The input:
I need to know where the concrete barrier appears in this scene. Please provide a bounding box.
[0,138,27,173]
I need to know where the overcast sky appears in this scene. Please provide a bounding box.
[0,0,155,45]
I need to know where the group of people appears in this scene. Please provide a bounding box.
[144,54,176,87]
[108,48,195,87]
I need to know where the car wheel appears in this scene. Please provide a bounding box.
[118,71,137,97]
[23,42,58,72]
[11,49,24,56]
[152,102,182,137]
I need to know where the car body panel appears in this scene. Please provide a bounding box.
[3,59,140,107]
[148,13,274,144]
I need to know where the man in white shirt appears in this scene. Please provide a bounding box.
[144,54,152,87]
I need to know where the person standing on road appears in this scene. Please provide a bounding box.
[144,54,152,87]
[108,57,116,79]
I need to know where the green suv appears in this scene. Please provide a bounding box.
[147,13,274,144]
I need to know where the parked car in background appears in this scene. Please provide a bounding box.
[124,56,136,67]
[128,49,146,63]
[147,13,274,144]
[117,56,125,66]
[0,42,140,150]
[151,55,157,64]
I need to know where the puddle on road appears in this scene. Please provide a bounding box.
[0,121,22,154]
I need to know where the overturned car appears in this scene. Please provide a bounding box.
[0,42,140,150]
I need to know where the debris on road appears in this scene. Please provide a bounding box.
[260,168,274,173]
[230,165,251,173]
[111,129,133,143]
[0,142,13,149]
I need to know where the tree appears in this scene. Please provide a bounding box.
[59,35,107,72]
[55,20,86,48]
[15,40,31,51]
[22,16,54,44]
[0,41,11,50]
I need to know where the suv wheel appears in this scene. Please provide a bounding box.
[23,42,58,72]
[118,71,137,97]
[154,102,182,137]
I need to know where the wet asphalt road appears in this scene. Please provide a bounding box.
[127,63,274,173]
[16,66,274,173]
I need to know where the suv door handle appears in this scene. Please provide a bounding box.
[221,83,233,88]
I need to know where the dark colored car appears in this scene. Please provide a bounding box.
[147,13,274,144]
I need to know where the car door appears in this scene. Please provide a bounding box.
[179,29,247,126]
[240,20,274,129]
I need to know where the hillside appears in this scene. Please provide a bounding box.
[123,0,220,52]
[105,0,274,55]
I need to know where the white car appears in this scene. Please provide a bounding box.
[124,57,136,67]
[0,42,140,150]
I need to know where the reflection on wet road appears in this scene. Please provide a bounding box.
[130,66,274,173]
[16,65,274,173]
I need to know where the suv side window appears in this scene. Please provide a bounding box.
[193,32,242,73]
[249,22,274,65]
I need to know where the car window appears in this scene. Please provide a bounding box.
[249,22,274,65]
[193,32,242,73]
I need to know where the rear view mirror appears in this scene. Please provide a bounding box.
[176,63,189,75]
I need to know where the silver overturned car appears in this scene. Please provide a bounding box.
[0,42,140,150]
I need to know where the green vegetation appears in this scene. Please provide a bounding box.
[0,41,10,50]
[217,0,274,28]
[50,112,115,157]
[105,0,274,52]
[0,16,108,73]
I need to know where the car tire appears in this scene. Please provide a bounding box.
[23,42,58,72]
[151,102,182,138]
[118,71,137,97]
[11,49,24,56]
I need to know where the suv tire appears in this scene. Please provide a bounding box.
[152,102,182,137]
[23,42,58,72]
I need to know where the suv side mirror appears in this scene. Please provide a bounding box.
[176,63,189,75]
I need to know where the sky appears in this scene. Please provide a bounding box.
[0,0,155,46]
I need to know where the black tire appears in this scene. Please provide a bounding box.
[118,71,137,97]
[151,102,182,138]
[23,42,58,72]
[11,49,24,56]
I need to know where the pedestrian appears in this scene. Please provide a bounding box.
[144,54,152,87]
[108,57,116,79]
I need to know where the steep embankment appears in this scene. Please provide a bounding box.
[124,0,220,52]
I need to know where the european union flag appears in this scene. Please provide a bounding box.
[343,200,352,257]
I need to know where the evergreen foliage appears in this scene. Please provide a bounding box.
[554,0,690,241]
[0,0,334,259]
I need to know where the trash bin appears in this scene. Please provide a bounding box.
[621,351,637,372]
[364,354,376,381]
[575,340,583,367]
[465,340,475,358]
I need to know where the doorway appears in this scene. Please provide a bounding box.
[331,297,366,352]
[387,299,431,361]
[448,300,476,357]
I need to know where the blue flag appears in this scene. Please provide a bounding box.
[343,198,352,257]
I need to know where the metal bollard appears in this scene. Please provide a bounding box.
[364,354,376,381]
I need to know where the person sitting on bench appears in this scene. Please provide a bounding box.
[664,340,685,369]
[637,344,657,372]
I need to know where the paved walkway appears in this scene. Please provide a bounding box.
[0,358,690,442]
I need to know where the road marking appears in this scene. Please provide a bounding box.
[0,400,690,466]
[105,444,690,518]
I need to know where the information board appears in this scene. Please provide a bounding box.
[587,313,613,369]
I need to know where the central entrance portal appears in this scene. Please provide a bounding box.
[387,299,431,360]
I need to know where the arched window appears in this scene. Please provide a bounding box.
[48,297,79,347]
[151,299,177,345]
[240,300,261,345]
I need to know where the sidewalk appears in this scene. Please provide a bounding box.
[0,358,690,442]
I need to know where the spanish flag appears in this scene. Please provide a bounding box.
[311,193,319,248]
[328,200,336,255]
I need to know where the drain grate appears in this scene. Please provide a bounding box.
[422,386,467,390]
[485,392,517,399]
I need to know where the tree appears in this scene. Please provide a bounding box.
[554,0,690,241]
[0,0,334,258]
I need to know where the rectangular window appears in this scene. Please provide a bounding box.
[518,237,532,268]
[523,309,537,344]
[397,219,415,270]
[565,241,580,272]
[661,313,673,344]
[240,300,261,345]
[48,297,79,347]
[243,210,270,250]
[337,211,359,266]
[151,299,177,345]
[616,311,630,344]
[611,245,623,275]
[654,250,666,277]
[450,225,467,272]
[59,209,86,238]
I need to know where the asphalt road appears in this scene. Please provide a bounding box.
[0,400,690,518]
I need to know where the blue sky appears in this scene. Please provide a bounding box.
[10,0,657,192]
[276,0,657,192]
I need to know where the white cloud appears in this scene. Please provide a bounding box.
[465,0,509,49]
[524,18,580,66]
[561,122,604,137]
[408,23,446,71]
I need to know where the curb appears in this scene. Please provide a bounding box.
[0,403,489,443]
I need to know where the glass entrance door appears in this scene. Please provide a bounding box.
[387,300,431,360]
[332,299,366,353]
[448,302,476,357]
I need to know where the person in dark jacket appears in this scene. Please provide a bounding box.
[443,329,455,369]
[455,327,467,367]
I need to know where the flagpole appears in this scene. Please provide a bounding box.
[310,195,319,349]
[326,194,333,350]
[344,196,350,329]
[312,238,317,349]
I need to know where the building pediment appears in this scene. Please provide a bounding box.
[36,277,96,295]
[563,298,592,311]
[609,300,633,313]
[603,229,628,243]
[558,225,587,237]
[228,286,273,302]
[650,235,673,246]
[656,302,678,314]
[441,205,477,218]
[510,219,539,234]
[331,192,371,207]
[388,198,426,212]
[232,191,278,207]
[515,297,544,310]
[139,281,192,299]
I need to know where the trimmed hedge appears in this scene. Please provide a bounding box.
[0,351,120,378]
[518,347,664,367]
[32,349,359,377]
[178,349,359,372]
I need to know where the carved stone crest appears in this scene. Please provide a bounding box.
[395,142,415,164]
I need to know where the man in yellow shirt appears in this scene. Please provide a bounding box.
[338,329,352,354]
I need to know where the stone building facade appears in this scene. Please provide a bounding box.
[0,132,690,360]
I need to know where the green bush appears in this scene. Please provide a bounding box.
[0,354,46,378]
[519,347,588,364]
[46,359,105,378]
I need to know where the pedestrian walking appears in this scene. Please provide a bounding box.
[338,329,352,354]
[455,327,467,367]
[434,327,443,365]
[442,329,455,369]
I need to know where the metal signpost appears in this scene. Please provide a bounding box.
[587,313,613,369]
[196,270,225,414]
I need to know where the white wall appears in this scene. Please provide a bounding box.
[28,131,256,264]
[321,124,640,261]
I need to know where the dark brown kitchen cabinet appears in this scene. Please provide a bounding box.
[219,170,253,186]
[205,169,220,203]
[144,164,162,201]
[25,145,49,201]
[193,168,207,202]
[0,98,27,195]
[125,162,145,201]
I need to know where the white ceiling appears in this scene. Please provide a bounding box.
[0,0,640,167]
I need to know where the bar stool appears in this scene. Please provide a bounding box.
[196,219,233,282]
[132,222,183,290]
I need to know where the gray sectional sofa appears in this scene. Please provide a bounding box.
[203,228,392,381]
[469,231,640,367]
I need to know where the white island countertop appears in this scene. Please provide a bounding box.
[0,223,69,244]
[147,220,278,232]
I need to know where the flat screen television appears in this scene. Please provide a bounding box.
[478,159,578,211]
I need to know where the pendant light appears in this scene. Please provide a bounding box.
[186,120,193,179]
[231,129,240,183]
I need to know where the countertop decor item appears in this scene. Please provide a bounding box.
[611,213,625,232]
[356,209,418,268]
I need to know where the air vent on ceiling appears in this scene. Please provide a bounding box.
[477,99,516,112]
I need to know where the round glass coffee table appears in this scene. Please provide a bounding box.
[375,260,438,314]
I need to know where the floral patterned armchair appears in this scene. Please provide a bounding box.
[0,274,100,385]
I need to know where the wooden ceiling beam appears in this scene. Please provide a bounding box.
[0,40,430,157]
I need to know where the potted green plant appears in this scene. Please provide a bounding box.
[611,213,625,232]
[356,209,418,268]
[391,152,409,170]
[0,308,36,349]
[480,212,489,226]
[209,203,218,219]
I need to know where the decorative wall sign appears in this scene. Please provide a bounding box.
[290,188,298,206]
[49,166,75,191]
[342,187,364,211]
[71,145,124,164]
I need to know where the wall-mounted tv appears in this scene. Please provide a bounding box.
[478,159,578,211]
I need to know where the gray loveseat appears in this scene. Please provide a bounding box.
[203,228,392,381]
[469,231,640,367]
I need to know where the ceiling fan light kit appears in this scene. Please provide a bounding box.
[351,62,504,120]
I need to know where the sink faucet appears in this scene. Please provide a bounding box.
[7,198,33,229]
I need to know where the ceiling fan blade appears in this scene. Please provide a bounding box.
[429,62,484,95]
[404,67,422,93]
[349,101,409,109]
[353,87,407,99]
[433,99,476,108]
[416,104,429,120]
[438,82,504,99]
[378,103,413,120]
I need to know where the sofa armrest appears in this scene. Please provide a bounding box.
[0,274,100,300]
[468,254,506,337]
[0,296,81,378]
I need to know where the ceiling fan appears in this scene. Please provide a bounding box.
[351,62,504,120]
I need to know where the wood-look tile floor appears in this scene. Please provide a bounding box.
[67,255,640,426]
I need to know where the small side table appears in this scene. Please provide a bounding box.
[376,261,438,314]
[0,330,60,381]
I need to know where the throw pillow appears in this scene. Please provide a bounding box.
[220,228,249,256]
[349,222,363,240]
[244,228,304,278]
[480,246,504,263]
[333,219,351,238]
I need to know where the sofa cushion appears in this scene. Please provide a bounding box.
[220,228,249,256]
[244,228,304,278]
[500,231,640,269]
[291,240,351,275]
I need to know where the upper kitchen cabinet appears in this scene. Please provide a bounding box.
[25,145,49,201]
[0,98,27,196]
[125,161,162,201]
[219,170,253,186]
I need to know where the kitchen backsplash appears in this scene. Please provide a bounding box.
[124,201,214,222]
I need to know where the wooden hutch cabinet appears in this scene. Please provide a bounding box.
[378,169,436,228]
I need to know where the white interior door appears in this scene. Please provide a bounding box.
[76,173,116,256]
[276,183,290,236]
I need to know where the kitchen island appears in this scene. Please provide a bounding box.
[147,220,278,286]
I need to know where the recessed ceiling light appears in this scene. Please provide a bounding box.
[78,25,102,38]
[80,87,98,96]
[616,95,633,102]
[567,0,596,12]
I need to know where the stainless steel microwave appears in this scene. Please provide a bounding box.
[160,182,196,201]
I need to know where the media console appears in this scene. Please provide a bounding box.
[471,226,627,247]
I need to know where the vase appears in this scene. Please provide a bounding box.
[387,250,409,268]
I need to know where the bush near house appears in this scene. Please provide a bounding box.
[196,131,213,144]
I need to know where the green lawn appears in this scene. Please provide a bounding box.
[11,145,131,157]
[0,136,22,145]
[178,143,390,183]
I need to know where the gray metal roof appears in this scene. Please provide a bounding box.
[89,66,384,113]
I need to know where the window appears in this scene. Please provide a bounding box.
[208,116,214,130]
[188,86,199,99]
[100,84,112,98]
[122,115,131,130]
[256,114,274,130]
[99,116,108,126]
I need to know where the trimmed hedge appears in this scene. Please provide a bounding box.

Your goal: Print the items from the line with "I need to know where the throw" up to and including the line with "[333,219,351,238]", reproducing each line exactly.

Full response:
I need to know where the throw pillow appears in this scene. Please provide a bounding box.
[220,228,249,256]
[349,222,363,240]
[244,228,304,278]
[480,246,504,263]
[333,219,351,238]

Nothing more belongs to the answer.